**Exercise:** Could you write out the items again, starting at the line containing "Practice step: label each instance of the pink wall" and ending with the last item, keeping the requests and multiplying every point coordinate in the answers by 1.2, rounded to whole numbers with halves going up? Return only those lines.

BEGIN Data listing

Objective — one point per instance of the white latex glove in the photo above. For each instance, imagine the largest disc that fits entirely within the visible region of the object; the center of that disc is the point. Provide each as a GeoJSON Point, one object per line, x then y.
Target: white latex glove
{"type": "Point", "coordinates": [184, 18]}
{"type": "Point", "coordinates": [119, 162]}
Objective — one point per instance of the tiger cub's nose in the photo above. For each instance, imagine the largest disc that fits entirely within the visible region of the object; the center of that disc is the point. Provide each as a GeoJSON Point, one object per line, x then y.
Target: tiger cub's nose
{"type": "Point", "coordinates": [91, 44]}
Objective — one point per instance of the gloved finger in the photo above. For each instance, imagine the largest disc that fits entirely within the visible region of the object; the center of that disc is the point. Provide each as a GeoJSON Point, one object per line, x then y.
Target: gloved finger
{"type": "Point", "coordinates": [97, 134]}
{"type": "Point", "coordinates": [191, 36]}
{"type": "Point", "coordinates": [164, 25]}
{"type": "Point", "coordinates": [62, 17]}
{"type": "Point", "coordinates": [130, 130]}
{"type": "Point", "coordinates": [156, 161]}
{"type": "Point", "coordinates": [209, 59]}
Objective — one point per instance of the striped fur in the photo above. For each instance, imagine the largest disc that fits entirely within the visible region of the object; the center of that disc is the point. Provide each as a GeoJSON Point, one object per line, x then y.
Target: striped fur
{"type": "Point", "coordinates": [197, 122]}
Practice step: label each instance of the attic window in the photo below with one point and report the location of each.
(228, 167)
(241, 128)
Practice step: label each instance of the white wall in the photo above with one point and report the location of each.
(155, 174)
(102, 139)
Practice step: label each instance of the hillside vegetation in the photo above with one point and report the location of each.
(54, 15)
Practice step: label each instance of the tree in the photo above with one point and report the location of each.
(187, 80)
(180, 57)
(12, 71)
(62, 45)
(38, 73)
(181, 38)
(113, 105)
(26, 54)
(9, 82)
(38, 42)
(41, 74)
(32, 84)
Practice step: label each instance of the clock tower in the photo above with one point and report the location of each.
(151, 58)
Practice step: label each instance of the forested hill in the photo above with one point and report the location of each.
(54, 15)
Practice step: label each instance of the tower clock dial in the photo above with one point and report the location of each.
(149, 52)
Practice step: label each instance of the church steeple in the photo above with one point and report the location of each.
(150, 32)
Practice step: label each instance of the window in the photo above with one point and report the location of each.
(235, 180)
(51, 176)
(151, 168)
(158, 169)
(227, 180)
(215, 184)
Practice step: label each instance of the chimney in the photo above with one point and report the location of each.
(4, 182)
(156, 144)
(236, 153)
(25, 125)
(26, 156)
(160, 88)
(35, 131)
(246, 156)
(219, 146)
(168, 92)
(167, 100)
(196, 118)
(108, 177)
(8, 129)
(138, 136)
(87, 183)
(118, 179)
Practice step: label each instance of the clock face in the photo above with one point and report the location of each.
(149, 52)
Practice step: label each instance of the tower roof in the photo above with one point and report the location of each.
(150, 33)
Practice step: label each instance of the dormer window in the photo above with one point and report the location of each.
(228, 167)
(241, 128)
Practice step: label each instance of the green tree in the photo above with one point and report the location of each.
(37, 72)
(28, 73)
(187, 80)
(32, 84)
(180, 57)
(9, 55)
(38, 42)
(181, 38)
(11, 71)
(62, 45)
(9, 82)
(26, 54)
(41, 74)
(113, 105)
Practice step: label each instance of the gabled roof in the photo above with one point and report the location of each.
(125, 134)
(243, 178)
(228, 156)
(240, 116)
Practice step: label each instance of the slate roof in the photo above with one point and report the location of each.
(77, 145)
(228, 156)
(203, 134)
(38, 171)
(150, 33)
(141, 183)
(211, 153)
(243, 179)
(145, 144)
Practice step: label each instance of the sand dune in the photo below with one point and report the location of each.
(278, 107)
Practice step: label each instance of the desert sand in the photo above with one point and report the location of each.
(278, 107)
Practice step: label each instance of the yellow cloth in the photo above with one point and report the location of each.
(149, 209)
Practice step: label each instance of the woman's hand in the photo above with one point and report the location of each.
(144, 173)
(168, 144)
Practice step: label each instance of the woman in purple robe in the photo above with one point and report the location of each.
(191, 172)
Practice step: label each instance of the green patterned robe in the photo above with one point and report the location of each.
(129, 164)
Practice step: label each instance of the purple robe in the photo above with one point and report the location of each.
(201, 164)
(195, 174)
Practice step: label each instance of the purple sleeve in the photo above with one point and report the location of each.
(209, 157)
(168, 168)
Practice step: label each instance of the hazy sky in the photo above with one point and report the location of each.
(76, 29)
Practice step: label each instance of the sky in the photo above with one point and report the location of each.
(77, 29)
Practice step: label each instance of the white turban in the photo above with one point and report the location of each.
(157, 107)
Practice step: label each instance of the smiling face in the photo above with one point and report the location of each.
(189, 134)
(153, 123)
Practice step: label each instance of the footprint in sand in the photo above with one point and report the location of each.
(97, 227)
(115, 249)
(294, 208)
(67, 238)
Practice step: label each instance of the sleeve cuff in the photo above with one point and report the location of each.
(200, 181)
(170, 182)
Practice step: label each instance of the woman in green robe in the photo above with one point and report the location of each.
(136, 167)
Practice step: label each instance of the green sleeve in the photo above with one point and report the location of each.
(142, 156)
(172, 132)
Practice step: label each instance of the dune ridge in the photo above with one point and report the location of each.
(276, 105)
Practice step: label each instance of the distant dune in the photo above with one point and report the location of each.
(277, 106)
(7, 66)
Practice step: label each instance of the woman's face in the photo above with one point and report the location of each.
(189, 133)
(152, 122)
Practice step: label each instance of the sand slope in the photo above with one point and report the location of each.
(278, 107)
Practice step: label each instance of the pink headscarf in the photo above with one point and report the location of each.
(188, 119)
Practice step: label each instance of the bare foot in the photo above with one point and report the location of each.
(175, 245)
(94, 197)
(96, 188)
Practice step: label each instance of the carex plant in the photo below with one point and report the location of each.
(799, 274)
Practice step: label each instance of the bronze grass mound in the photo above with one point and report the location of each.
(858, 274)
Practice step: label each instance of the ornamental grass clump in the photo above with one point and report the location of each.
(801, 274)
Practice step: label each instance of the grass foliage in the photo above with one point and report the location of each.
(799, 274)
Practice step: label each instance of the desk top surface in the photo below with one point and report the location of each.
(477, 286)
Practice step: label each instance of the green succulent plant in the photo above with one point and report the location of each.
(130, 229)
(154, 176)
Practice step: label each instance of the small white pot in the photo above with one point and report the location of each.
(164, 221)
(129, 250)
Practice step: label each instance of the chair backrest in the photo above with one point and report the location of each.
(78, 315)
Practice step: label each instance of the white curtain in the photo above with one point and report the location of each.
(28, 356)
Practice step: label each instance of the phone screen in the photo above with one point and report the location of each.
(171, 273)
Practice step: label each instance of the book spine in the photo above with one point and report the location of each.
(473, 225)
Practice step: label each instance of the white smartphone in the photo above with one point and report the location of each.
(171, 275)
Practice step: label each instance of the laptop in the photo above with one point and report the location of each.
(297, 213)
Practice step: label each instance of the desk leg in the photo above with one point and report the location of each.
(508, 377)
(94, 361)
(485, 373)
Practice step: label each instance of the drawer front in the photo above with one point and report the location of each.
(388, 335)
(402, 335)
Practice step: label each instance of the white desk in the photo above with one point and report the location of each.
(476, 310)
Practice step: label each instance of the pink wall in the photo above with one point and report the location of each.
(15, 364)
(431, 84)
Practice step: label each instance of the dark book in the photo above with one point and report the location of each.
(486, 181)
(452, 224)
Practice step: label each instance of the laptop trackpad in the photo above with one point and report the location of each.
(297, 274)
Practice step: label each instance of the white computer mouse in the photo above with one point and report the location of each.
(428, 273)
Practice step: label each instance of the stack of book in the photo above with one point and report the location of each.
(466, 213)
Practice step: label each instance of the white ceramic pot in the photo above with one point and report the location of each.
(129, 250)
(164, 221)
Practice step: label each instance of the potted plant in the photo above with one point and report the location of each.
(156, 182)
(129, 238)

END Data listing

**Task solution:**
Practice step: label each instance of the pink wall in the photo above with one point and report the location of each.
(18, 437)
(517, 101)
Practice step: label each instance of the dark book in the photo above with one point and report the location of each.
(583, 217)
(542, 269)
Practice step: label each instance of the laptop trackpad in the photo above with one point and report the location of each.
(356, 329)
Practice step: label each instance of the white computer mouse in the photo above with one point and report the location of each.
(514, 328)
Practice step: label each instance of the stack of book in the photo above with one point and report the location of each.
(559, 256)
Practice step: label each instance of the white ceramic pot in the photo above with one point and report the location of each.
(155, 300)
(197, 265)
Practice step: label each instance of the potted plant in the photo above with one point and report the location of each.
(187, 218)
(155, 286)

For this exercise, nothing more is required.